++++ SOURCE TEXT
I think that package is already included in Gentoo. Just under a different name... I am currently not on my pc but when I get back I'll look it up.

----------

## Proteus

net-misc/arpd

      Latest version available: 0.1

      Latest version installed: [ Not Installed ]

      Size of downloaded files: 35 kB

      Homepage:    http://www.citi.umich.edu/u/provos/honeyd/

      Description: ARP reply daemon enables a single host to claim all unassigne

d addresses on a LAN for network monitoring or simulation

I think this should be what you searched for?

----------

## gladbach

arpd != honeyd.  arpd is only what honey did uses to intercept unused ip addresses to create honeypots.

kev

----------

## the_snark

Hiya

   I submitted honeyd and all its dependencies to Bugzilla a few months ago.

libevent, and arpd have made it in, but honeyd has not.  You can see my

submitted ebuild (which works great for me and my Cray :;) at:

https://bugs.gentoo.org/show_bug.cgi?id=10889

   Very cool program.  ::)
++++++++
_JOBS_
1/ Print the honeyd thread from "Description: ARP reply" up to and including "to create honeypots.".
2/ Can you shorten the paragraph of the honeyd thread that begins "I think that package is already included in Gentoo" while keeping its main facts?
3/ Write the next part of the honeyd thread, picking up after its final line.
Nothing in the records is needed here.
++++ EXTRACTED INFORMATION
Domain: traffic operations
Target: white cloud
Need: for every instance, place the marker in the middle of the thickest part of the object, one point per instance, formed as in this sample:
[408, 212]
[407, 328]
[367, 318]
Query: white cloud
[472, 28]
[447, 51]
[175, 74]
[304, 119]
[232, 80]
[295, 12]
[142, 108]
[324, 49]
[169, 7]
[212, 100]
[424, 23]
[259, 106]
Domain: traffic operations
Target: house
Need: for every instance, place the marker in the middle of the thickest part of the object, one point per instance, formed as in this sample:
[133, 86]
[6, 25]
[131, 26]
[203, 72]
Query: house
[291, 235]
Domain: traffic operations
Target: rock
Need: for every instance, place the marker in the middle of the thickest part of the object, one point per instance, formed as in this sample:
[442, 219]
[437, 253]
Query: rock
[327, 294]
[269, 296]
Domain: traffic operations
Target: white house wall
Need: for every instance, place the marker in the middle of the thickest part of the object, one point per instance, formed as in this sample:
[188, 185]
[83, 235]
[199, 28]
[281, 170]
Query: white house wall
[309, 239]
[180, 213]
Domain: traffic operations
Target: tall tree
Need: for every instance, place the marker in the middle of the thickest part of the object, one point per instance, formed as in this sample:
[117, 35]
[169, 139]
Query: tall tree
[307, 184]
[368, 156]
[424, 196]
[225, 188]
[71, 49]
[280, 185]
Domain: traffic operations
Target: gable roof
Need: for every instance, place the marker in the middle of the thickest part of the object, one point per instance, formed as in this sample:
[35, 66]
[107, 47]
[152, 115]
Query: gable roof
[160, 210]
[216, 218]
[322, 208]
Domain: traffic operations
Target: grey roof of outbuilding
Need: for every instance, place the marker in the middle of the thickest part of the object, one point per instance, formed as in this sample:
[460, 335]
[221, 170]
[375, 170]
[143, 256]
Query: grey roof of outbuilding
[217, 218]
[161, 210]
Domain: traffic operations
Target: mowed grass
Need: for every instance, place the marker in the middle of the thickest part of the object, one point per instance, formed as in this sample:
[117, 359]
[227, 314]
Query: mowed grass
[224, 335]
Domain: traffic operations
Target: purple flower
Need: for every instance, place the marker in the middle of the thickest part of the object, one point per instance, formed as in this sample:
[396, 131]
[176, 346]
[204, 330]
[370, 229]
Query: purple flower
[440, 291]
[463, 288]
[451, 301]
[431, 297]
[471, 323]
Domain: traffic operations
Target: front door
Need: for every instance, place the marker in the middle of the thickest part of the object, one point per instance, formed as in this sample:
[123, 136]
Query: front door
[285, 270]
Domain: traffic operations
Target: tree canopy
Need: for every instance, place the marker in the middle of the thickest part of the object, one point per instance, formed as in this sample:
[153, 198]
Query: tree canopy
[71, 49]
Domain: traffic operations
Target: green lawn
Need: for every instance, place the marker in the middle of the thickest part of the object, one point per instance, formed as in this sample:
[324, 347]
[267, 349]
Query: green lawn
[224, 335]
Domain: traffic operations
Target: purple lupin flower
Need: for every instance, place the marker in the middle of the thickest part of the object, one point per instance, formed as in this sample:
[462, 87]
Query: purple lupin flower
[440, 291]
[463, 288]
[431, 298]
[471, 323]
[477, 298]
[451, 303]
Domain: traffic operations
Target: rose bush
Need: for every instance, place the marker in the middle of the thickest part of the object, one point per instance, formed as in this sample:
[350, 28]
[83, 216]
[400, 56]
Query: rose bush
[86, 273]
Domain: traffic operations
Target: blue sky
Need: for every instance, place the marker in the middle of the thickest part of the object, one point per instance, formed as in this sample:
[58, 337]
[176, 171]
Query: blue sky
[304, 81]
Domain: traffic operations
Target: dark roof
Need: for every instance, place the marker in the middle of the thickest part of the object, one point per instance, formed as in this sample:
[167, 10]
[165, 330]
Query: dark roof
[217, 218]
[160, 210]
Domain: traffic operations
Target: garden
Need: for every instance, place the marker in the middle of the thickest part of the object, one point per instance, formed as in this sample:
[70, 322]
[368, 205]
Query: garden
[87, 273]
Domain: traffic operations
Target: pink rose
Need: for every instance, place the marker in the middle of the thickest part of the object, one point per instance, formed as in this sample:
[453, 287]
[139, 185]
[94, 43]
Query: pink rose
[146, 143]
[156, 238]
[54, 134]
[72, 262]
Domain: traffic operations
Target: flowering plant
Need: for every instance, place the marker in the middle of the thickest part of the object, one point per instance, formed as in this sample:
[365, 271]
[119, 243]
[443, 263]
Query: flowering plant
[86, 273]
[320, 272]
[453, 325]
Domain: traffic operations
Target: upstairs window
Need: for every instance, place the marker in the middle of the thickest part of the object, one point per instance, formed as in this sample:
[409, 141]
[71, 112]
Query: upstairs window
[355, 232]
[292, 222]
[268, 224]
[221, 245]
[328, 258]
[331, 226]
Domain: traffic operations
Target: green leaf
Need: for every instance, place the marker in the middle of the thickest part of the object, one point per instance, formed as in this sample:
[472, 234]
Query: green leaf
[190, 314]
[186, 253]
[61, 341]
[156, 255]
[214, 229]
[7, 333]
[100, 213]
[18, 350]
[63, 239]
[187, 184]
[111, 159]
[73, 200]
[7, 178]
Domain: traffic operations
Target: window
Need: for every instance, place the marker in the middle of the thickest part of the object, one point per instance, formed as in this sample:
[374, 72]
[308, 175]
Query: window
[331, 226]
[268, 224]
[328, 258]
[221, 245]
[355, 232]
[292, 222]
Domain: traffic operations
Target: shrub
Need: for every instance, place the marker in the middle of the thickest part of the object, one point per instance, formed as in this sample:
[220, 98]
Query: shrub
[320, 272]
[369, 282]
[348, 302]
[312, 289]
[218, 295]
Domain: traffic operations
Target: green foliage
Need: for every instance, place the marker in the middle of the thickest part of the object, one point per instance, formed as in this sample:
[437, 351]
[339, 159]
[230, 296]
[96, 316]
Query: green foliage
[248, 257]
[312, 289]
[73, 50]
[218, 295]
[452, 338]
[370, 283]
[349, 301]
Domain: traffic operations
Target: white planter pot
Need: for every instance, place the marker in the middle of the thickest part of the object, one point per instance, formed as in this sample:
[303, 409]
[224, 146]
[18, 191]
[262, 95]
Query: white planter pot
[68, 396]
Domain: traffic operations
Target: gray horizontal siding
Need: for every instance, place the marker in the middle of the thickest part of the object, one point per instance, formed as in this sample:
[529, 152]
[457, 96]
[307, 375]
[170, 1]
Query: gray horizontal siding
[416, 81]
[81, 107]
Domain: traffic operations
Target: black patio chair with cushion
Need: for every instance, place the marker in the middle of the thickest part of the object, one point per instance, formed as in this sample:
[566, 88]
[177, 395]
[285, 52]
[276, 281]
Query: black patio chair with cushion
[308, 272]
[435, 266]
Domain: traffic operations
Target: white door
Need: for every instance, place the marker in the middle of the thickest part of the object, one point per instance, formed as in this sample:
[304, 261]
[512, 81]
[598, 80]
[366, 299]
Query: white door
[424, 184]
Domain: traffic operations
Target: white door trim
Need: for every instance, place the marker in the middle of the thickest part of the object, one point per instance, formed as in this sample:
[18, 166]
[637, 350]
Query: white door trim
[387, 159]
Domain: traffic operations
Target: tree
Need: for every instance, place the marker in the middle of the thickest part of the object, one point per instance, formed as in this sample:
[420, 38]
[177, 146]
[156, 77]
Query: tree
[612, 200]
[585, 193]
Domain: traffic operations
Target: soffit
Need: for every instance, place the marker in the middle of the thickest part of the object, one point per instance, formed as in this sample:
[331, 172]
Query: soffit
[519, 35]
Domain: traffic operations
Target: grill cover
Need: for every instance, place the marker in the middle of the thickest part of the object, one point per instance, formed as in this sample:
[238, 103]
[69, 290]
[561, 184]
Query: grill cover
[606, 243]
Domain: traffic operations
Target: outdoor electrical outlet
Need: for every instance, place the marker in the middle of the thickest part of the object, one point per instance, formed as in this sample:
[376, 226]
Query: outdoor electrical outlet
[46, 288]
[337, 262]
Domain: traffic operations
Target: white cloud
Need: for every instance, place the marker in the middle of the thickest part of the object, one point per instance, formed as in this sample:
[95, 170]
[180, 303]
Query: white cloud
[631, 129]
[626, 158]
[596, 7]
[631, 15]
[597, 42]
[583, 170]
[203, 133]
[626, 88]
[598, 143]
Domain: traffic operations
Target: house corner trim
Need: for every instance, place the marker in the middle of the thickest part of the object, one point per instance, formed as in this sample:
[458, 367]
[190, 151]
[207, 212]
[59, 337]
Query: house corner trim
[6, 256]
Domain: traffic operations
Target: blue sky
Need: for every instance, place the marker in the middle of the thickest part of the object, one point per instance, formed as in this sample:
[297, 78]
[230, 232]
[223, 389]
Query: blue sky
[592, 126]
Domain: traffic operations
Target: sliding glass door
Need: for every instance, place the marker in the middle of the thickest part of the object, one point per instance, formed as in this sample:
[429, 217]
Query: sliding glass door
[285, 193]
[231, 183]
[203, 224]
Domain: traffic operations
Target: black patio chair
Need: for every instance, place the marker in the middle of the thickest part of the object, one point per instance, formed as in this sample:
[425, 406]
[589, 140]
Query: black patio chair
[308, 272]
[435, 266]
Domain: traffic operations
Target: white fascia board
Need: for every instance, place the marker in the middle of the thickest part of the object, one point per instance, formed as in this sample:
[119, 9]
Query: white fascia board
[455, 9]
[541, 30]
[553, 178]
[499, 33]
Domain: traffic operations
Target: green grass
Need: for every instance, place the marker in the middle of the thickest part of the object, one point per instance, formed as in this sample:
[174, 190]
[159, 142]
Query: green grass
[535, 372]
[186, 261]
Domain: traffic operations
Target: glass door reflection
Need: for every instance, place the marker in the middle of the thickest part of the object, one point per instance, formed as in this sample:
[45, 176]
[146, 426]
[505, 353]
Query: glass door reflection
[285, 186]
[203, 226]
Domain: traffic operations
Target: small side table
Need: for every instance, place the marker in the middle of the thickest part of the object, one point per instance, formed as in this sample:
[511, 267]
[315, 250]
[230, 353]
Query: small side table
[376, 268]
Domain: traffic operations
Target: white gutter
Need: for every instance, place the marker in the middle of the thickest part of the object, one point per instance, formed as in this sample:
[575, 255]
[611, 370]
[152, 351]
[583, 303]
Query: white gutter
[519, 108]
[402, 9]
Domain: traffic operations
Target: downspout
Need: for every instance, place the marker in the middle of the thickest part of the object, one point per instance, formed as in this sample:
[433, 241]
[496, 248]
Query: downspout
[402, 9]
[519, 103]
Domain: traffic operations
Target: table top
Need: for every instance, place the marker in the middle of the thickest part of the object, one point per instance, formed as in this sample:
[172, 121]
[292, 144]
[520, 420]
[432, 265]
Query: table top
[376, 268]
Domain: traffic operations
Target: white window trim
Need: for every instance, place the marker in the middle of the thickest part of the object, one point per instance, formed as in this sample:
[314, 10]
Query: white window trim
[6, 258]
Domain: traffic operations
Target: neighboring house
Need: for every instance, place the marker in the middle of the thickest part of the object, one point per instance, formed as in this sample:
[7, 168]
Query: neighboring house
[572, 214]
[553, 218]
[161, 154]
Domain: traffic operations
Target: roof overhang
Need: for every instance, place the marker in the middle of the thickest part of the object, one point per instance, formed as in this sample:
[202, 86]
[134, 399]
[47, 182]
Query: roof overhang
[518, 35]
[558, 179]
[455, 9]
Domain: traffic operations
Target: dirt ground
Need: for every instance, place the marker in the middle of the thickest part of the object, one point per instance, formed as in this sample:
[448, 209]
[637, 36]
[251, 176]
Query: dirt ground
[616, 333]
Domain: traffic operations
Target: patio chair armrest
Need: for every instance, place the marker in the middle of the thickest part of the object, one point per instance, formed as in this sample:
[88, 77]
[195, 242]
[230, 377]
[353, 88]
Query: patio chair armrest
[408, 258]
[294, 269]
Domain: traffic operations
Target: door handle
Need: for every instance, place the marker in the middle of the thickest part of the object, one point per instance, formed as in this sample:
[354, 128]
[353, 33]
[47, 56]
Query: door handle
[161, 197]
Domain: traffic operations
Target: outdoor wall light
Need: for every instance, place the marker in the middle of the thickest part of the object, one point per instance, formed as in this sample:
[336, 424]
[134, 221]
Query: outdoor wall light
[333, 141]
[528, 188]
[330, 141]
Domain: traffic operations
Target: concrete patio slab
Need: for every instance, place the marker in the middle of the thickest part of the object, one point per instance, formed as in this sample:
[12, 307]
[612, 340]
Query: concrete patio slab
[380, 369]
++++++++
_RESPONSES PER TASK_
1/
Description: ARP reply daemon enables a single host to claim all unassigne

d addresses on a LAN for network monitoring or simulation

I think this should be what you searched for?

----------

## gladbach

arpd != honeyd.  arpd is only what honey did uses to intercept unused ip addresses to create honeypots.

2/ The package is probably already in Gentoo under another name. The writer is away from their PC and will look it up later.

3/
--  Daniel Mannarino

----------

## Proteus

Were any reasons given for not committing it to portage (or unmasking it if it is in already)?

----------

## the_snark

I think I confused the developer who first looked at it with my wave of

attachments.  :;)

   It's in now though, emerge it!  ::)

-- Daniel Mannarino

----------

## gladbach

snark, think you could give a basic rundown on how you got it started and configured?

would be much apreciated.

kev

----------

## the_snark

No problem.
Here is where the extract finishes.